What you need to do =
Lay out all the entries below as a two-column CSV with the headers input and output, one row per entry. Put each entry's text and its answer in a single quoted field apiece, replacing line breaks with spaces.

Dataset rows =
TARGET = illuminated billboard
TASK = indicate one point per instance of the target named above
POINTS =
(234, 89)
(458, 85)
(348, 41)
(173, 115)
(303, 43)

Written answer =
input,output
"TARGET = illuminated billboard TASK = indicate one point per instance of the target named above POINTS =","(234, 89) (458, 85) (348, 41) (173, 115) (303, 43)"